> _WHAT IS ASKED_
Rewrite every one of the records below with "annotation task" swapped for "labeling task", leaving everything else the same.

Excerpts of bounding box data
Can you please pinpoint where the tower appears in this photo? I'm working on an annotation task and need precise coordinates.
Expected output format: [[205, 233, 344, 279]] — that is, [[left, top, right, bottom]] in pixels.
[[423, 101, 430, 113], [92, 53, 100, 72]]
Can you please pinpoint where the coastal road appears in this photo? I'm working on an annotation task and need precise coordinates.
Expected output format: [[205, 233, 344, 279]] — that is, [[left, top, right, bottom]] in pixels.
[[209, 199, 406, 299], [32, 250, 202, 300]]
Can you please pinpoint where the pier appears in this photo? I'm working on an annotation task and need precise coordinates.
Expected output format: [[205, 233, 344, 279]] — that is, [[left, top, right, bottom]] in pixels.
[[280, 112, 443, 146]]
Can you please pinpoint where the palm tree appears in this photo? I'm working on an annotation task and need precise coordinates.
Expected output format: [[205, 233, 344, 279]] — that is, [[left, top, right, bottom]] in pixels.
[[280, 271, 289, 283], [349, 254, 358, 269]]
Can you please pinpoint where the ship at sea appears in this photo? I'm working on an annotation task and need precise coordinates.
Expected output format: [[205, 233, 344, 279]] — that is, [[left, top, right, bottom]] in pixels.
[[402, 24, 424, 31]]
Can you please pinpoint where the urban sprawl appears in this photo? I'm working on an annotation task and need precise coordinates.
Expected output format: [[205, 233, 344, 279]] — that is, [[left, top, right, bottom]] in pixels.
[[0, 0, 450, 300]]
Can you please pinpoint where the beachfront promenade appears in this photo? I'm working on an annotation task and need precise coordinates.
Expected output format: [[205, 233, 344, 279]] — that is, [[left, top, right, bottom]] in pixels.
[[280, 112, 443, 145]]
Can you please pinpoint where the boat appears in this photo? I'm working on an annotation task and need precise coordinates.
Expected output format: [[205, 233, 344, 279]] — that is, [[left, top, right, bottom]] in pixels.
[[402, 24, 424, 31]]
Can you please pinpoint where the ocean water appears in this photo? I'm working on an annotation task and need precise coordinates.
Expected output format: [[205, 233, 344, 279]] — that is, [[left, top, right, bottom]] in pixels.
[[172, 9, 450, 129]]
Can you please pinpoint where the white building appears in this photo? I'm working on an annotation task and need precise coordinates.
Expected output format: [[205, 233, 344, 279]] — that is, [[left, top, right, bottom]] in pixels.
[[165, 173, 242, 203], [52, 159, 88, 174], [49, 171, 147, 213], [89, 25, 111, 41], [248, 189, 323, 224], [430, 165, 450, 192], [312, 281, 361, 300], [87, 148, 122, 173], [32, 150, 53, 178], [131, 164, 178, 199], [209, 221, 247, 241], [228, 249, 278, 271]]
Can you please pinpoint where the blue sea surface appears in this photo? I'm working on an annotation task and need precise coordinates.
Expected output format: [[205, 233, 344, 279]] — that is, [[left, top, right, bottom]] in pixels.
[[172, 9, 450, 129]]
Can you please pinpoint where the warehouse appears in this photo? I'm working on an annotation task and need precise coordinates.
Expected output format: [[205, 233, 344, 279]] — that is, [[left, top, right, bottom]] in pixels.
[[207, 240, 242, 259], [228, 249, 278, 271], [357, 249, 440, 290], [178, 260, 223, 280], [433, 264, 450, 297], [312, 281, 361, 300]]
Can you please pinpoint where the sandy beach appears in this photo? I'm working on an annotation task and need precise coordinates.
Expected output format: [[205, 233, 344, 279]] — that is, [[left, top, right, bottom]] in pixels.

> _RESULT FOR THIS EXERCISE_
Can you please pinpoint where the tower appears in this photo? I'm working on an labeling task and need precise coordinates.
Expected output format: [[205, 233, 344, 279]] — that is, [[left, top, right, bottom]] in pixels.
[[423, 101, 430, 113], [92, 53, 100, 72]]
Can you please pinpoint where the coastal road appears in this photo? I'm working on an labeling task and need precise coordinates.
Expected output format: [[205, 233, 344, 279]] — that is, [[left, top, right, bottom]] in pixels.
[[209, 199, 406, 299], [32, 250, 202, 300]]
Can you please pinpoint where the pier appears in this photo? I'm working on an labeling task and need precise coordinates.
Expected output format: [[205, 233, 344, 279]] — that is, [[left, top, right, bottom]] in pixels.
[[280, 112, 443, 146]]
Can you please pinpoint where the palm tree appears in this photo? I'm working on an labeling task and need precise coordinates.
Expected output format: [[205, 233, 344, 279]] — that is, [[left, top, right, bottom]] in pixels.
[[280, 271, 289, 283], [349, 254, 358, 269]]
Can you please pinpoint where the ship at sea appears in this photo? I'm working on an labeling task and need precise coordinates.
Expected output format: [[205, 233, 344, 279]] — that is, [[left, top, right, bottom]] in pixels.
[[402, 24, 424, 31]]
Can you please pinpoint where the urban sprawl appears in this photo? I'm working on an labeling task and need precise coordinates.
Expected output format: [[205, 233, 344, 279]] — that is, [[left, top, right, bottom]] in pixels.
[[0, 0, 450, 300]]
Can you please pinpoint where the beachfront promenade appears in this photo? I'm working on an labeling task and need precise coordinates.
Expected output format: [[205, 233, 344, 279]] — that is, [[left, top, right, bottom]] in pixels.
[[280, 112, 443, 145]]
Can you please pinpoint where the boat appears in this photo? I'm working on an labeling task and need precise coordinates.
Expected output format: [[205, 233, 344, 279]] — that is, [[left, top, right, bottom]] in pixels.
[[402, 24, 424, 31]]
Can you please pinpoint where the ocean water appears in this photo? I'm working on an labeling task and need precise coordinates.
Expected output format: [[205, 233, 344, 279]] — that is, [[left, top, right, bottom]] in pixels.
[[172, 9, 450, 129]]
Can you please pinpoint where the white building appears in this photo? I'm working on an labeling task and need precise coordinates.
Expected output format: [[205, 233, 344, 279]] — that is, [[left, top, right, bottom]] in pixels.
[[165, 173, 242, 203], [52, 159, 88, 174], [49, 171, 147, 213], [89, 25, 111, 41], [248, 189, 323, 224], [430, 165, 450, 192], [312, 281, 361, 300], [87, 148, 122, 173], [32, 150, 53, 178], [131, 164, 178, 199], [209, 221, 247, 241], [228, 249, 278, 271]]
Can you please pinpoint where the blue sea surface appears in this photo? I'm working on an labeling task and need precise coordinates.
Expected output format: [[205, 233, 344, 279]] — that is, [[left, top, right, bottom]] in pixels.
[[172, 9, 450, 129]]
Can you please pinpoint where the warehouse appears in this photo? I'm working on an labeling task and need precise coordinates.
Expected output format: [[205, 233, 344, 279]] — that is, [[left, top, right, bottom]] in pixels.
[[207, 240, 242, 259], [228, 249, 278, 271], [357, 249, 440, 290], [178, 260, 223, 280], [433, 264, 450, 297], [312, 281, 361, 300]]
Can you please pinpoint where the sandy beach appears in this photo? I'm working on an labeling task and need precise coordinates.
Expected output format: [[205, 233, 344, 279]] — that is, [[left, top, right, bottom]] in pixels.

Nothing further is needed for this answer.